> [Selected text]:
# # # # #

The architecture is simple: jot add "..." writes to SQLite and returns immediately. A detached background worker picks up the note and sends it to a local model for enrichment. By the time I next search or summarize, the note already has tags, action items, linked notes, and an urgency flag. None of it required waiting.

Two problems

Cloud note-taking has a privacy problem. Every note I write lives on someone else's server. For personal logs, meeting notes, and work context, that's a real concern, not a theoretical one.

API-based AI analysis has a cost problem. Running every note through a frontier model adds up. For background enrichment across hundreds of notes over months, the per-token cost isn't zero. Local models solve both: they run on my machine, they cost nothing per query, and they're good enough at classification, tagging, and extraction.

Instant capture, async analysis

The core architecture: instant capture, async enrichment.

jot add "met with advisor, discussed timeline for paper, need draft by June 1"

That saves to SQLite immediately and returns an ID. Done. In the background, a detached worker process picks up the note and sends it to the local model. The model extracts tags, action items, linked notes, and project associations. Those get written back to the note record.

The capture path has zero AI latency. The enrichment path runs offline, async, at whatever pace the local model handles. By the time I next search or summarize, the note is fully analyzed. I didn't wait for any of it.

This is the same pattern lobs-core uses for agent workers: submit fast, process in background, query the results later. It works for notes for the same reason it works for agent tasks. The user doesn't want to wait for enrichment that can happen after the fact.

What the local model extracts

For each note, the model pulls out:

  • Tags: topic labels
  • Action items: things that need to happen
  • Linked notes: other notes in the database this one relates to
  • Projects and people: structured entities mentioned in the text
  • Urgency flag: whether this note describes something time-sensitive

None of this requires a frontier model. A local Qwen or Llama running in LM Studio handles it well. The prompts are straightforward structured extraction: "here is a note, extract the following fields." Local models are reliable at this class of task. The tradeoff (lower quality on creative or complex reasoning) doesn't matter for tagging.

# # # # #

> [Exercise goal]:
Rewrite the passage about local note enrichment, starting with "The core architecture: instant" and going on through "the note record.", changing "SQLite" to "PostgreSQL".

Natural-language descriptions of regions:
# # # # #

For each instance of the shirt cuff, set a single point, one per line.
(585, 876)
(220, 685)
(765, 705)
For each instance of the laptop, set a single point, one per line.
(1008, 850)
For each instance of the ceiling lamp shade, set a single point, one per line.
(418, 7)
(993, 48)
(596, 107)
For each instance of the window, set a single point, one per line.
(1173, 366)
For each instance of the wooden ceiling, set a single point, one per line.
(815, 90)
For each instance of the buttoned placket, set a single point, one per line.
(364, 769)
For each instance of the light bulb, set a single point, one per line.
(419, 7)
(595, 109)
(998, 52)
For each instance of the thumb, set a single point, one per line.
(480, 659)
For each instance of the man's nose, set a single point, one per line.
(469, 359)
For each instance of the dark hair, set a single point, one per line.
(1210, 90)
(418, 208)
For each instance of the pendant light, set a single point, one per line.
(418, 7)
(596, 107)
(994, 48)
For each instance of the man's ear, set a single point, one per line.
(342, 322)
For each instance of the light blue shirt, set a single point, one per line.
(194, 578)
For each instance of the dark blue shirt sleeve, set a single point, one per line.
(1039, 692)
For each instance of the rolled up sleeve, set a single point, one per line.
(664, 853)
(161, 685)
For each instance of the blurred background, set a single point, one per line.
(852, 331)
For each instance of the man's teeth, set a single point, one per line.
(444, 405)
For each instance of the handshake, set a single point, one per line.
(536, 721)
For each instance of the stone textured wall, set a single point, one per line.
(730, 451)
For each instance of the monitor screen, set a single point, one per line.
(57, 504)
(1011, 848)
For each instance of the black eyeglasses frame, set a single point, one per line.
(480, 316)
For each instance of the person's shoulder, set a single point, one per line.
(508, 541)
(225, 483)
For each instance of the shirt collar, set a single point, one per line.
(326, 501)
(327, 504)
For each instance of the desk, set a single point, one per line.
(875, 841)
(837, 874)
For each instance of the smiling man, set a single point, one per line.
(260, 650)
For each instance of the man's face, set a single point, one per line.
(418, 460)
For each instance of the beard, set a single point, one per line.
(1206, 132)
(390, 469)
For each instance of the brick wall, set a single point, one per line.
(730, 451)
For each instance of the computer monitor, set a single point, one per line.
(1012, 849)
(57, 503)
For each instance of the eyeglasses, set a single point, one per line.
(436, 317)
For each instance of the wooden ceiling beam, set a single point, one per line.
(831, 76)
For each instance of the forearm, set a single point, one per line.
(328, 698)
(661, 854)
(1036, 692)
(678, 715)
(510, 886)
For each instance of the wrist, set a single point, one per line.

# # # # #

> [Response to this exercise]:
The core architecture: instant capture, async enrichment.

jot add "met with advisor, discussed timeline for paper, need draft by June 1"

That saves to PostgreSQL immediately and returns an ID. Done. In the background, a detached worker process picks up the note and sends it to the local model. The model extracts tags, action items, linked notes, and project associations. Those get written back to the note record.